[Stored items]
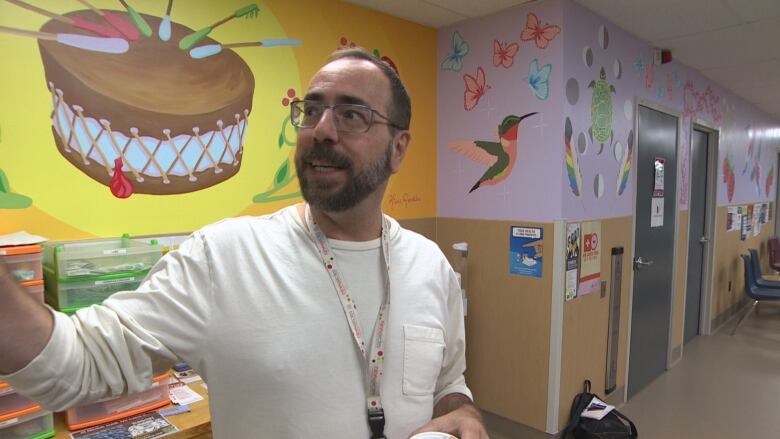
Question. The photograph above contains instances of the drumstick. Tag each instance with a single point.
(192, 39)
(119, 23)
(138, 21)
(213, 49)
(95, 44)
(164, 32)
(76, 22)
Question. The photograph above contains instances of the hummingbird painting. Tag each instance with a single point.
(498, 156)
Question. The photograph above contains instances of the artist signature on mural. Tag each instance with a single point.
(403, 200)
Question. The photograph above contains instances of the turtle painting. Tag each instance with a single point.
(601, 110)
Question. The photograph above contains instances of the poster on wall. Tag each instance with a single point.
(733, 219)
(757, 213)
(658, 186)
(657, 212)
(525, 251)
(590, 261)
(572, 260)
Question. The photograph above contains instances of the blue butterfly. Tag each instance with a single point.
(539, 80)
(660, 92)
(639, 65)
(454, 60)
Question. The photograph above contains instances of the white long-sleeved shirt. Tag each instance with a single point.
(249, 305)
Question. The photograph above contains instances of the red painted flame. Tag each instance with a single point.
(120, 186)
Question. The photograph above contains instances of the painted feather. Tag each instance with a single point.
(572, 164)
(625, 166)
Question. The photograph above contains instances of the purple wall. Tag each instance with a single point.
(530, 190)
(673, 86)
(539, 187)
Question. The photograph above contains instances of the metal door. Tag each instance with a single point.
(697, 232)
(656, 193)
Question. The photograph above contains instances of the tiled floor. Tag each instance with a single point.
(724, 387)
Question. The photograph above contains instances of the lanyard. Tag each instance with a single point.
(376, 415)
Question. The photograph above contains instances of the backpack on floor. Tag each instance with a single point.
(614, 425)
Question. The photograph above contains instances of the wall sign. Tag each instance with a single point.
(525, 251)
(658, 186)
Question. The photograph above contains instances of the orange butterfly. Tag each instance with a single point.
(475, 89)
(541, 34)
(504, 55)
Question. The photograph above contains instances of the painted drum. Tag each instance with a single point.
(433, 435)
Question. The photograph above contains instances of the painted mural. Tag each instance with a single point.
(499, 95)
(596, 52)
(154, 117)
(581, 75)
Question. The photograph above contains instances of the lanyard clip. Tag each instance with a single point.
(376, 420)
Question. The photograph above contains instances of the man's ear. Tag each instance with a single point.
(400, 144)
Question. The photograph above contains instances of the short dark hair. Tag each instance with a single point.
(400, 112)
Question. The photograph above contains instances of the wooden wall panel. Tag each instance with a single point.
(680, 282)
(728, 283)
(586, 319)
(508, 321)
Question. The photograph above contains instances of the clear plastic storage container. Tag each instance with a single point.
(34, 423)
(69, 297)
(24, 261)
(122, 407)
(99, 257)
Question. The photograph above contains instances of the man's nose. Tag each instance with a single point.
(326, 131)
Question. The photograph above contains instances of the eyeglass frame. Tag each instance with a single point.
(332, 107)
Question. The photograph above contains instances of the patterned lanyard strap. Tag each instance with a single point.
(376, 415)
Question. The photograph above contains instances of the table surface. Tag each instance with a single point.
(193, 425)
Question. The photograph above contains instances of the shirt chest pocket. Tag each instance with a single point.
(423, 357)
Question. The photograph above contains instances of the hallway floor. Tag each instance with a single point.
(724, 387)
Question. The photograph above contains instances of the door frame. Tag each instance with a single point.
(710, 223)
(639, 101)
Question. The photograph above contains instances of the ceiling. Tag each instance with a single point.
(736, 43)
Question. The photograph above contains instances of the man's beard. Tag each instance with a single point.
(358, 186)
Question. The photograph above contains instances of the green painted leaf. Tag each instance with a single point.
(4, 186)
(281, 174)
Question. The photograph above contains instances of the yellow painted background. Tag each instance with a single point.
(69, 205)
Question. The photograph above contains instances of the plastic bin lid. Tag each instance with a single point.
(17, 414)
(20, 249)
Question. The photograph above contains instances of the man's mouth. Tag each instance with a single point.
(324, 166)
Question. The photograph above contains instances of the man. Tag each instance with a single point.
(324, 319)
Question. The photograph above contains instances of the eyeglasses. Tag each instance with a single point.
(350, 118)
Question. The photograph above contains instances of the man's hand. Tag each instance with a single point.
(457, 415)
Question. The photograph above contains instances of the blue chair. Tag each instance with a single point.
(753, 291)
(755, 263)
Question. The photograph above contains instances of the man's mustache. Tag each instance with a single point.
(321, 152)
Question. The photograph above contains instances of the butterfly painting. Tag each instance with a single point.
(504, 54)
(460, 48)
(539, 80)
(540, 34)
(639, 65)
(475, 89)
(649, 76)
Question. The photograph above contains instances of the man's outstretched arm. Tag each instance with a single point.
(25, 325)
(456, 414)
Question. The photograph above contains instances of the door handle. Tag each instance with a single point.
(640, 263)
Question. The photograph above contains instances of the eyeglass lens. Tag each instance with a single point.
(349, 117)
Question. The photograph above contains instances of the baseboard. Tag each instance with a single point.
(722, 318)
(676, 355)
(499, 427)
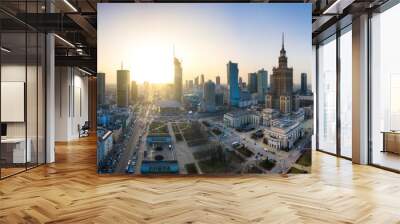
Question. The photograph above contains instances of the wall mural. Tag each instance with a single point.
(204, 88)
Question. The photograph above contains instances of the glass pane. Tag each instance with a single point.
(13, 77)
(385, 84)
(327, 96)
(346, 94)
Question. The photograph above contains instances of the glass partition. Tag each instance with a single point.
(385, 89)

WHAT NEEDS TO BE DONE
Once the pictures are set aside, output all of the data above verbatim.

TASK SOLUTION
Question. The photograph above contains instances of the drumstick. Tag each instance with a single point.
(192, 39)
(119, 23)
(138, 21)
(213, 49)
(95, 44)
(164, 32)
(76, 22)
Question. The photograph above contains instances of the hummingbird painting. Tag each instance with a single point.
(498, 156)
Question. The photograph above contains instances of the artist signature on mural. Tag each instance with a single point.
(403, 200)
Question. The photograph above contains instances of the turtle painting. Tag each instance with a single point.
(601, 110)
Question. The photograph above contains instances of the poster on wall. Tag each instance with a single point.
(733, 219)
(757, 213)
(658, 186)
(657, 212)
(525, 251)
(590, 261)
(572, 260)
Question. The photograph above contains instances of the blue butterfly. Tag each instance with a single point.
(539, 80)
(660, 92)
(639, 65)
(454, 60)
Question. The photograph above contains instances of the white long-sleeved shirt. Tag each instance with a single point.
(249, 305)
Question. The photograph above contains instances of the red painted flame. Tag each instance with a single point.
(120, 186)
Question. The photograph above contains instances of the painted feather. Tag each instance with a single point.
(572, 164)
(625, 166)
Question. The photograph above contains instances of the purple wall. Tag each instance with a single point.
(530, 190)
(673, 86)
(539, 187)
Question. The photograph above contains instances of the metal door. Tag each instance with a single point.
(697, 232)
(656, 193)
Question. The photograph above contains instances of the tiled floor. Tag each instance with a single point.
(724, 387)
Question. The photograph above contains instances of the lanyard. Tag each instance with a single point.
(376, 415)
Question. The photograph above contains instances of the backpack on floor. Tag each instance with a single point.
(614, 425)
Question. The photograph above contains instances of the wall sign. Tag each instance with a single point.
(525, 251)
(658, 186)
Question. The photograph above contains instances of the orange butterfly. Tag each instance with a single point.
(475, 89)
(541, 34)
(504, 55)
Question. The photograph above contains instances of the painted drum. Tag each instance with a single point.
(433, 435)
Question. The photograph above contains instances of the painted mural. Tag each instance with a single point.
(499, 95)
(596, 52)
(154, 117)
(581, 75)
Question. The photograph above contains instances of the lanyard clip. Tag each instance with a single point.
(376, 420)
Question. The photograph above contains instances of the man's ear. Tag each instance with a single point.
(400, 144)
Question. The photograph above contains instances of the short dark hair. Tag each instance with a single point.
(400, 112)
Question. The photograph above contains instances of the wooden wall panel. Tag each instance with a single point.
(680, 282)
(728, 283)
(586, 319)
(508, 321)
Question. The photograph above contains instances of the clear plastic storage container. Tag each instance with a single point.
(34, 423)
(69, 297)
(24, 261)
(122, 407)
(99, 257)
Question. The photograph above contains instances of the man's nose. Tag each instance with a single point.
(326, 131)
Question. The photograph above contains instances of the eyeglass frame. Tag each instance with a single point.
(332, 107)
Question. The photograph above contains instances of the patterned lanyard strap. Tag each instance with a single point.
(376, 415)
Question. The photograph above contains instances of the table surface. Tag each instance with a single point.
(193, 425)
Question. The photograph above contains instances of the shirt chest pocket. Tag each instance with a single point.
(423, 357)
Question. The photograph above contains instances of the hallway floor. Tag each instance with a single point.
(724, 387)
Question. The photograph above contains instances of the door frame. Tag each instance with a single point.
(710, 223)
(639, 101)
Question. The photograph above contains instances of the ceiling. Tag each instance with a single point.
(736, 43)
Question. The photograph above contains instances of the man's beard. Tag each instance with a single point.
(358, 186)
Question. The photograph above contains instances of the green painted leaf. Tag each instance with a single point.
(4, 186)
(281, 174)
Question. The photograph above contains instances of the yellow painted background. Tag each instance with a single point.
(69, 205)
Question. The photograph above contains instances of the plastic bin lid. Tag each instance with a single point.
(17, 414)
(20, 249)
Question. The photograph above contains instances of the man's mouth. Tag each instance with a single point.
(324, 166)
Question. The photograph above contains instances of the man. Tag each instance with a single point.
(324, 319)
Question. The photograph above contains instances of the eyeglasses. Tag each instance with a single point.
(350, 118)
Question. The photograph above contains instances of the man's hand. Tag each instance with a single point.
(457, 415)
Question. The photograph above contains instances of the blue chair. Tag each instance with a single point.
(753, 291)
(755, 263)
Question. The photograph above contains instances of the man's mustache. Tag each instance with a single point.
(321, 152)
Question. The photograph above contains instances of the butterfly painting. Tag each instance with a single point.
(504, 54)
(460, 48)
(539, 80)
(540, 34)
(639, 65)
(475, 89)
(649, 76)
Question. The photograph above contains instances of the man's outstretched arm. Tag each instance with a single point.
(25, 325)
(456, 414)
Question. The photograph above contains instances of the door handle. Tag each instance with a single point.
(640, 263)
Question. The photograph above contains instances of the eyeglass lens. Tag each instance with a single point.
(349, 117)
Question. The photograph above contains instances of the baseboard. Tag each instance with a single point.
(722, 318)
(676, 355)
(499, 427)
Question. The photograph above contains instances of the wall mural. Tag each instance with a single point.
(204, 88)
Question. The photograph above contains instances of the glass pane. Tag each instance with a single point.
(13, 77)
(385, 84)
(327, 96)
(346, 94)
Question. The photograph above contains instances of the glass partition. Tag each instance with a single point.
(385, 89)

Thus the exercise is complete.